> [Problem to solve] Write the data out again exactly, with no pictures.

> [Part of a data file]
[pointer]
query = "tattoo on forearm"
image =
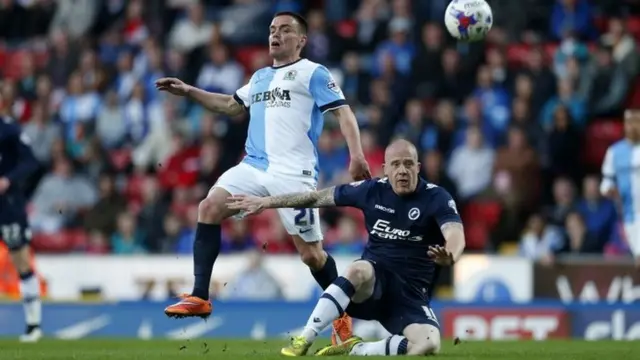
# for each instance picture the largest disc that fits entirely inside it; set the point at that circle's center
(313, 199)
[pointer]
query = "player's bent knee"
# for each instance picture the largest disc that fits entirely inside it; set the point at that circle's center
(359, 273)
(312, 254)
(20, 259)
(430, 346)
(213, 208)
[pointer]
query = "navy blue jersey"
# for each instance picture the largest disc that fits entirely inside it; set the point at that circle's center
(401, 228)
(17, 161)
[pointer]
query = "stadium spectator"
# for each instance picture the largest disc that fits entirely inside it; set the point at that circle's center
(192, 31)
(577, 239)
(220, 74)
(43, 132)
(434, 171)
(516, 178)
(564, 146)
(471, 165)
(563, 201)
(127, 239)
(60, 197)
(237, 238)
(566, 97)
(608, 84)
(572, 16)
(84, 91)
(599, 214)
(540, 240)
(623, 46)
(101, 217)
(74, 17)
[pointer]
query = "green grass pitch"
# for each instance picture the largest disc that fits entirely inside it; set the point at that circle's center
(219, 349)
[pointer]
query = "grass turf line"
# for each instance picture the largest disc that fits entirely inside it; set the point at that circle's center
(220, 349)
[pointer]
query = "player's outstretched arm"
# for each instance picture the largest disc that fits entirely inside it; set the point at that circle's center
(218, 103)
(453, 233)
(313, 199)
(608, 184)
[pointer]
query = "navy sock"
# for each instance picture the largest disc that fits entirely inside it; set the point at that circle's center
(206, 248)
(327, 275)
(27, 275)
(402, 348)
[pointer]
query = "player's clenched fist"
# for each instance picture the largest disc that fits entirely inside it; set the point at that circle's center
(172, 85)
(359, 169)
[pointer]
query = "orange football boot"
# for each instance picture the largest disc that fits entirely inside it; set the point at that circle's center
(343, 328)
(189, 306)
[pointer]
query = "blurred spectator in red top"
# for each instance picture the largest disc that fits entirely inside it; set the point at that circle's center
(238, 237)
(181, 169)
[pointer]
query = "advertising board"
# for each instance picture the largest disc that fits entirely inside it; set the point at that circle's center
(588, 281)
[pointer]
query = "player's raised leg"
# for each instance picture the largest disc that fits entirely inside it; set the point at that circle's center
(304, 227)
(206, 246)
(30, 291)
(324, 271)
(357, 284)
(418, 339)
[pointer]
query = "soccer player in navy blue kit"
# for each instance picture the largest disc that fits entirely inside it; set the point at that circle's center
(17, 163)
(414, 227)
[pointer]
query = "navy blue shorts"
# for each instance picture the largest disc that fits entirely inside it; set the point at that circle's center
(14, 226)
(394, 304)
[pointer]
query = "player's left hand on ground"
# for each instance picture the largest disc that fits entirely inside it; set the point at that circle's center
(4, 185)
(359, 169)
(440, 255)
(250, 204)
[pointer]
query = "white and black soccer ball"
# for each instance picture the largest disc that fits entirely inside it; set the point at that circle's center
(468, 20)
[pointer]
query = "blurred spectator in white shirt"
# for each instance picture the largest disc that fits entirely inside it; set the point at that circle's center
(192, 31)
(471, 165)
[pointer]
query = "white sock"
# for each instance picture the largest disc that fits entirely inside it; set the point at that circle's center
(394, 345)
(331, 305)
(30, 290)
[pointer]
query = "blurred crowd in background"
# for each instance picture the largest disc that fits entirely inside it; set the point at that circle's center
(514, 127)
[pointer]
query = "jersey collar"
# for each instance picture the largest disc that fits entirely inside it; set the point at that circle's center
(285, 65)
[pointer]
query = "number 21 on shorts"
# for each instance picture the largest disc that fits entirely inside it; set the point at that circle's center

> [Answer to the exercise]
[pointer]
query = "tattoo on forearm"
image =
# for each instance picture the largest disc that fits entirely inside it; set the point at that circle's center
(313, 199)
[pointer]
query = "player's bent knee"
# for each instance picture the largest disc that fits entirely inside it; set the point at that circle's center
(359, 273)
(312, 254)
(20, 259)
(430, 346)
(213, 208)
[pointer]
query = "navy blue jersey"
# for each instance picture the largest disc that fits entirely inside it; set the point at that circle's center
(401, 228)
(17, 161)
[pointer]
query = "stadium spectator"
# for each instance picture the largest disc that fits entirely inside it; set the point at that circle's center
(192, 31)
(577, 239)
(220, 74)
(43, 132)
(434, 171)
(516, 178)
(564, 146)
(471, 165)
(563, 201)
(127, 239)
(60, 197)
(237, 238)
(566, 97)
(608, 84)
(572, 16)
(84, 91)
(599, 214)
(540, 240)
(623, 46)
(101, 217)
(74, 17)
[pointer]
query = "green grass pitch"
# for each instance picture the largest disc that fits entirely inside it; set the point at that circle's center
(219, 349)
[pointer]
query = "grass turf line"
# for each instance picture the largest disc that fits entirely inside it; set the point at that circle's center
(220, 349)
[pointer]
query = "player's outstretched arm"
# for each instance picture the largest disc that fits entirely inside it; set the point at that circle's center
(218, 103)
(453, 233)
(313, 199)
(608, 184)
[pointer]
query = "navy sock"
# for each instance picture the largest disc that fits entirely inside it; set the point at that circle's center
(206, 248)
(327, 275)
(27, 275)
(402, 348)
[pointer]
query = "player's clenched fist"
# for each instance picture the largest disc that fits entirely inside it; set the point at that circle's center
(172, 85)
(359, 169)
[pointer]
query = "orange football boot"
# for each instance picture the largest disc that fits entirely inside it; set the point at that circle's center
(343, 328)
(189, 306)
[pointer]
query = "blurred spectator in red top"
# for each instance picture the largest disc that fits entirely inside it; set the point at that circle's center
(238, 237)
(181, 169)
[pointer]
query = "advertising board"
# for each instance picture the largest disc that fits entirely inside it; set the point at that circle's center
(588, 281)
[pointer]
query = "player's raised leg"
# for each instance picture the largest disc that fits entirely inside it; set the point at that circle's center
(304, 227)
(206, 246)
(30, 291)
(324, 271)
(357, 284)
(418, 339)
[pointer]
query = "soccer player in navy blue kit"
# for each instance picture the largest disc that fits entirely inside it; set the point at that circle's center
(17, 163)
(414, 227)
[pointer]
query = "navy blue shorts"
# for each instance picture the largest disc that fits entirely inside it; set the point at that circle's center
(14, 226)
(394, 304)
[pointer]
query = "player's left hand on ground"
# for each instance picture the largest disc that fits entirely inside it; set the point at that circle's center
(4, 185)
(359, 169)
(440, 255)
(250, 204)
[pointer]
query = "white and black soccer ball"
# for each instance picture the largest disc that fits entirely inside it; set the point at that circle's center
(468, 20)
[pointer]
query = "blurred spectator in white shirt"
# for each instance picture the largest disc that fits entirely inside it; set the point at that circle's center
(192, 31)
(471, 165)
[pointer]
query = "white sock"
# for each instance picture the largest disc that fits entirely inside it; set the point at that circle's center
(394, 345)
(331, 305)
(30, 290)
[pointer]
query = "blurred crowd in background"
# for each instance picture the largest disc that fits entirely inside it; set the point at that circle's center
(514, 127)
[pointer]
query = "jersey collar"
# for each instance picture the largest disc that fits entirely inside it; set the point at that circle's center
(285, 65)
[pointer]
query = "number 21 on shorts"
# for each instance picture the largest disc that fits entirely inside it; set the point at that circle's center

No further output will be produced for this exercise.